--- BEGIN ---
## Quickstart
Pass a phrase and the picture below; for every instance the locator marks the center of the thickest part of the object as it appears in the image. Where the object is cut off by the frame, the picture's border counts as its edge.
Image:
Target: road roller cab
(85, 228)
--- END ---
* Your objective *
Output the records above as a two-column CSV with the header row phrase,location. Give one row per request: its text in one quoted field and its answer in another, with any line breaks replaced by spaces.

* Response to this exercise *
phrase,location
"## Quickstart Pass a phrase and the picture below; for every instance the locator marks the center of the thickest part of the object as it appears in the image. Where the object is cut off by the frame, the picture's border counts as its edge. Image: Target: road roller cab","(85, 228)"